§ **Consigne**
Prolongez l'extrait ci-dessous sur le financement de la branche famille en reprenant le propos après sa dernière phrase.

++++ Bloc de texte ++++

On connaît l'ampleur des besoins en matière d'accueil de la petite enfance, qui souffre d'immenses inégalités territoriales et sociales, et l'essentiel des 2 milliards d'euros supplémentaires prévus par la COG sera affecté au financement des dispositifs d'accueil de la petite enfance. On ne peut pas rogner sur cette dépense sans remettre en cause cette politique. En dépit de tous nos efforts pour maintenir un niveau de prestation suffisant, on sait que le reste à charge est important, notamment pour les familles les plus modestes.

Autre exemple, la CNAF finance des dispositifs d'accompagnement de la réforme des rythmes scolaires sur la partie « activités périscolaires ». Il ne nous est déjà pas possible de satisfaire à toutes les demandes des communes, notamment pour des raisons financières.

La COG nous fixe également des objectifs ambitieux en matière d'aide à la parentalité, via notamment la médiation familiale. Dans le même temps, l'État se désengage de cette action en supprimant les crédits du programme 106 qui y étaient affectés, contraignant la branche famille à prendre le relais. On sait que les besoins sont considérables, ce dispositif apprécié étant paradoxalement beaucoup moins développé dans notre pays que dans les autres pays européens. Dans le cadre de la préparation du projet de loi « famille » Mme Bertinotti, ministre déléguée à la famille, nous a fait savoir sa volonté de généraliser ce dispositif. Tout cela a un coût.

Ces exemples vous permettent de mesurer qu'on ne peut pas réaliser d'économies significatives sur les fonds destinés à l'action sociale, qui représentent désormais 10 % des dépenses de la branche famille.

Il reste les frais de gestion. Notre COG impose à la branche famille de réaliser des efforts de productivité et d'efficience. Cela se traduit notamment par le non-remplacement de départs en retraite dans les caisses, alors que celles-ci subissent une demande croissante des allocataires du fait de l'augmentation de la précarité. Cet engagement sera tenu, mais on ne pourra aller plus loin que si le chantier de la simplification avance très vite. En tout état de cause, le coût total des frais de gestion représentant moins de 2 milliards d'euros, le montant des économies réalisables est faible.

S'agissant des ressources, je n'ai pas à m'exprimer sur la pertinence de tel ou tel prélèvement. Ce qui me semble important, c'est d'assurer à la branche famille un financement stable et lisible. De ce point de vue, je préfère nettement la solution des ressources affectées plutôt que celle de la dotation budgétaire, soumise au principe d'annualité.

++++ Données fournies ++++

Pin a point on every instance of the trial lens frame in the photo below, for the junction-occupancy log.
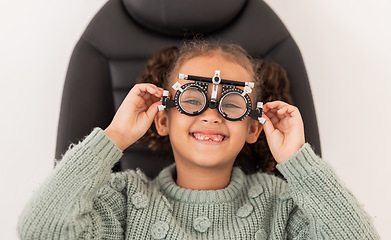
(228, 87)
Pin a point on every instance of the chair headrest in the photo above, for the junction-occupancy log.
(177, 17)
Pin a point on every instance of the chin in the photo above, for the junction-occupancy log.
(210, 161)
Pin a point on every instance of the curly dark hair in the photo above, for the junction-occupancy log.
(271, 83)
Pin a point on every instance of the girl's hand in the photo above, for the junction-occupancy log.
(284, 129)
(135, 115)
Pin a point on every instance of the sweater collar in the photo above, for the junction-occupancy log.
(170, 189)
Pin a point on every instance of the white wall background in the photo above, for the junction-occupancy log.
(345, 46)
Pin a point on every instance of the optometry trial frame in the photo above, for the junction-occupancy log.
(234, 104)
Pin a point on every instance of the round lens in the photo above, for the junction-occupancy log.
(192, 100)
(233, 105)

++++
++++ Données fournies ++++

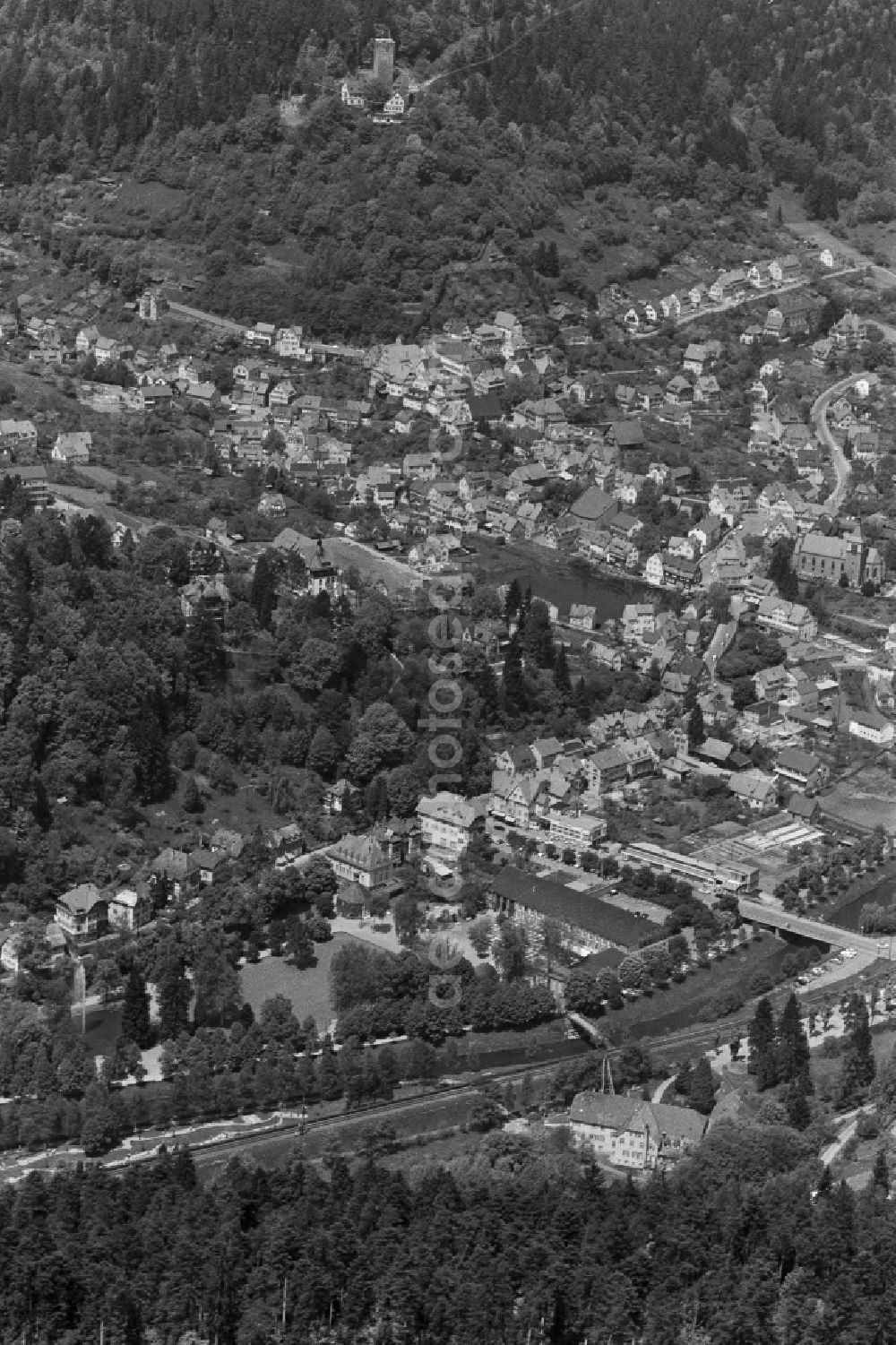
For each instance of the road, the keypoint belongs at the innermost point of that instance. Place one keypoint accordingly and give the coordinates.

++++

§ **Réponse**
Supprimer la part patronale des cotisations familiales n'exonère pas d'une réflexion sur la forme que pourrait prendre la participation des entreprises au financement de la branche famille, eu égard aux effets bénéfiques de l'action de celle-ci pour la vie économique et des entreprises, que la Cour des comptes évalue entre 12 et 14 milliards d'euros. Ce principe de mutualisation des bénéfices ne nuit pas à la compétitivité, au contraire.

Je pense, comme Jean-Louis Deroussen, que la branche famille doit bénéficier d'une ressource dynamique. Surtout, le mode de financement de la branche doit avoir du sens, car, comme le consentement à l'impôt, le consentement à la solidarité suppose que le citoyen comprenne pour quoi il paie. Affecter le produit d'une taxe sur l'alcool à l'assurance maladie, cela a du sens : on accepte de contribuer aux dépenses qu'entraîne notre consommation. Selon ce principe, l'affectation de la CSG à la branche famille se justifie, car elle a un rapport direct avec la famille, ce qui n'est pas le cas de la taxe sur les véhicules de société. C'est une question de démocratie : le prélèvement doit favoriser le consentement à la solidarité.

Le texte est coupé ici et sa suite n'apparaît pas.